Set task: Copy out the data below verbatim.

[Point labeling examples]
____

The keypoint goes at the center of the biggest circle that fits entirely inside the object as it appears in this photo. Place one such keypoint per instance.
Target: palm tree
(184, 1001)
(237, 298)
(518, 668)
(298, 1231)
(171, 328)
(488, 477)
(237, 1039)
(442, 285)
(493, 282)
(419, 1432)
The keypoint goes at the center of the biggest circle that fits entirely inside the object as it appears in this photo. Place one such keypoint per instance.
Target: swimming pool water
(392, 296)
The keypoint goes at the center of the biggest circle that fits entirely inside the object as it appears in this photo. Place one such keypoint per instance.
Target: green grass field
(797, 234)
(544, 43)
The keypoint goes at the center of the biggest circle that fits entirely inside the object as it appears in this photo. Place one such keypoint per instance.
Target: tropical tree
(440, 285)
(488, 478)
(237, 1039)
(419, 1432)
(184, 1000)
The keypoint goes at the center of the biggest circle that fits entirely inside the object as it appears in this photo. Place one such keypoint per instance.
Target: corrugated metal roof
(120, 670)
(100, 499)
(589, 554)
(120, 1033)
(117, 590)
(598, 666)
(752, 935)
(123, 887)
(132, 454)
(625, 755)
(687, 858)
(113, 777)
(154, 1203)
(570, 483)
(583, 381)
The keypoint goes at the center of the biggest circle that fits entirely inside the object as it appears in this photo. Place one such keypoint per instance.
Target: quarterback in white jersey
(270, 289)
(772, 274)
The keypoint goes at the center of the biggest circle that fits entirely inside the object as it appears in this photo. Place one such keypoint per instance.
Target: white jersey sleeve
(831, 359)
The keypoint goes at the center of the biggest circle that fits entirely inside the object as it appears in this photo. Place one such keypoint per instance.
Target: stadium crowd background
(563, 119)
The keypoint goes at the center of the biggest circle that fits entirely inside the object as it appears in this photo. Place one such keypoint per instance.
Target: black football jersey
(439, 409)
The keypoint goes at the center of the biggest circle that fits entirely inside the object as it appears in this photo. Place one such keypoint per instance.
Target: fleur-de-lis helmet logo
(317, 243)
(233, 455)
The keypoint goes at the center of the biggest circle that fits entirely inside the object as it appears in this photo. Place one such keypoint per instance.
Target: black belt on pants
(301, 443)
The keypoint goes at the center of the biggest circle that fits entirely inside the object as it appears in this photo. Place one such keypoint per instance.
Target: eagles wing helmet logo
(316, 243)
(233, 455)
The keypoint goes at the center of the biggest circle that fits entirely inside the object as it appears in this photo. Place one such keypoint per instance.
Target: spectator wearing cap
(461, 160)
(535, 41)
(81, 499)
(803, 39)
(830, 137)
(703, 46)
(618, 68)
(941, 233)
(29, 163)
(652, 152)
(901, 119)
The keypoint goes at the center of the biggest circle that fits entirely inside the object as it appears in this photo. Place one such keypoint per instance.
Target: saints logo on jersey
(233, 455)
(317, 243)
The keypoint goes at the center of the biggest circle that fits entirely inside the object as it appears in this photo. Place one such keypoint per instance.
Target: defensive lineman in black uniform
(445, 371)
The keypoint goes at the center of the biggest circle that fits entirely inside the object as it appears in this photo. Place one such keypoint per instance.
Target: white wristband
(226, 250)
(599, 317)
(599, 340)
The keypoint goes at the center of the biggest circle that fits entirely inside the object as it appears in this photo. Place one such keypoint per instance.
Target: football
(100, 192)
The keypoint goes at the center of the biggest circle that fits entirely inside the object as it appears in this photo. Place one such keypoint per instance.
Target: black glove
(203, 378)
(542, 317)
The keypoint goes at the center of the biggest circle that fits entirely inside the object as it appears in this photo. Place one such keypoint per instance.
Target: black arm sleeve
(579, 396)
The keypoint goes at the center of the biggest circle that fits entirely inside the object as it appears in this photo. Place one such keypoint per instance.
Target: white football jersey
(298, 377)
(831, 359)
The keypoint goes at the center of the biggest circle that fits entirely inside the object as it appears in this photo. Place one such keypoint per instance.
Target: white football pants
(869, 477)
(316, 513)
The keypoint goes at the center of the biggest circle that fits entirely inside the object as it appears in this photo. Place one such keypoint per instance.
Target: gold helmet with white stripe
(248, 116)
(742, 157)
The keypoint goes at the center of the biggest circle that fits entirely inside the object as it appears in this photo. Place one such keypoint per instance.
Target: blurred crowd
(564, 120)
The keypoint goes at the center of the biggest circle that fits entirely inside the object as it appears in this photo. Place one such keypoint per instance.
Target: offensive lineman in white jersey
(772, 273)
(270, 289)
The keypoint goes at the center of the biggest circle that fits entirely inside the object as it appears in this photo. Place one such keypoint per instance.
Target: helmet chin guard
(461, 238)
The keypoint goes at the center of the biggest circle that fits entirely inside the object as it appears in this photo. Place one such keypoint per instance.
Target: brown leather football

____

Exercise solution:
The keypoint goes at the center of the biggest circle that fits entirely inside the object as it appears in this photo. Place one such keypoint per instance.
Target: palm tree
(184, 1001)
(237, 298)
(518, 668)
(298, 1231)
(171, 328)
(488, 477)
(237, 1039)
(442, 285)
(493, 282)
(419, 1432)
The keypoint goes at the center of the biggest circle that fits entirely inside the object as it appears in this photo. Place one such keypoint per instance.
Target: swimming pool water
(392, 296)
The keypoint goes at the center of the biggest circle that fits entirely inside the object as it appears in this photo. Place one such keypoint per instance.
Target: green grass field
(797, 234)
(544, 43)
The keypoint goes at the center of the biggest circle that fits entirely inside the object as it appears in this photo. Place one such keypoint per instance.
Target: tropical tree
(440, 285)
(488, 478)
(237, 1039)
(419, 1432)
(184, 1000)
The keypoint goes at the center of the biggest circle that fits entirely inside the object as it appears in this photo. Place one such keypoint per instance.
Target: corrugated metal roof
(120, 670)
(100, 499)
(589, 554)
(120, 1033)
(117, 590)
(598, 666)
(752, 935)
(123, 887)
(132, 454)
(625, 755)
(687, 858)
(113, 777)
(154, 1203)
(570, 483)
(583, 381)
The keypoint goes at the center of the biggest circle that fits entirely inside the object as it appears in this photo. Place one such keypoint per instance.
Target: quarterback in white jersey
(270, 289)
(772, 274)
The keypoint goes at the center of the biggest circle that fits entirely inside the object as it appears in this photo. Place one such keypoint per instance.
Target: white jersey sleeve
(831, 359)
The keypoint goes at the center of the biggest circle that fits entirely inside the object as it appears in this photo. Place one such keypoint per instance.
Target: stadium crowd background
(563, 119)
The keypoint goes at the center of the biggest circle that fits entirely inside the object as it appears in this photo. Place one such keypoint per instance.
Target: black football jersey
(439, 409)
The keypoint goes at the center of the biggest circle that fits entirely inside the object as it appears in this photo. Place one such keypoint per instance.
Target: fleur-de-lis helmet logo
(317, 243)
(233, 455)
The keypoint goes at the center of the biggest circle that fits entirely inside the object as it appears in this photo. Place one such keypoint per instance.
Target: black belt on pants
(301, 443)
The keypoint goes at the center of the biggest circle that fits entirely inside the object as it appears in this photo. Place one such keypoint per instance.
Target: eagles wing helmet logo
(316, 243)
(233, 455)
The keypoint goes at the center of the biggest circle that fits entirely inside the object as it appears in this photo. Place one such keypoint per instance.
Target: spectator wearing cap
(461, 160)
(535, 41)
(81, 499)
(803, 39)
(830, 137)
(703, 46)
(618, 68)
(941, 233)
(29, 163)
(652, 152)
(901, 119)
The keypoint goes at the center of the biggest circle that fits entirely inside the object as it appears in this photo. Place one such keypoint per instance.
Target: saints logo on jersey
(233, 455)
(317, 243)
The keypoint goes at the center of the biggest circle that fits entirely inside the object as it appears in this photo. Place one such keypoint per instance.
Target: defensive lineman in black uniform
(445, 371)
The keypoint goes at the center of the biggest circle that fits entirely inside the object as it appears in this photo. Place one such keypoint per instance.
Target: white wristband
(226, 250)
(599, 317)
(599, 340)
The keypoint goes at the center of the biggest circle that fits entirely inside the object as it appears in this photo. Place one such keypoint per instance.
Target: football
(100, 192)
The keypoint goes at the center of the biggest circle that fits entirely inside the object as it appears in this photo. Place one such keypoint per instance.
Target: black glove
(203, 378)
(542, 317)
The keypoint goes at the center of the biggest circle that fits entirely inside the object as it appears in this photo. Place one such keypoint per instance.
Target: black arm sleeve
(579, 396)
The keypoint goes at the center of the biggest circle that fits entirely inside the object as it appears in this photo. Place one such keypoint per instance.
Target: white football jersey
(298, 377)
(831, 359)
The keypoint goes at the center of the biggest circle that fits entirely inside the object as it appears in this photo. Place one such keypoint per instance.
Target: white football pants
(869, 477)
(316, 513)
The keypoint goes at the center of the biggest circle that fits entirely inside the object as it appears in this photo. Place one such keypoint per instance.
Target: gold helmet with white stripe
(248, 116)
(742, 157)
The keypoint goes at the center of the biggest circle that fits entirely inside the object as it appears in this photo. Place one such keypoint per instance.
Target: blurred crowd
(564, 120)
The keypoint goes at the center of the biggest circle that fits entirely inside the object as it appears in this photo. Place one such keypoint per instance.
Target: offensive lineman in white jersey
(772, 273)
(270, 289)
The keypoint goes at the center of the biggest circle that fits entirely inside the object as it appears in this photo. Place one such keypoint per instance.
Target: helmet chin guard
(461, 238)
The keypoint goes at the center of the biggest circle that fits entirely inside the object as it appears in this photo. Place one such keypoint per instance.
Target: brown leather football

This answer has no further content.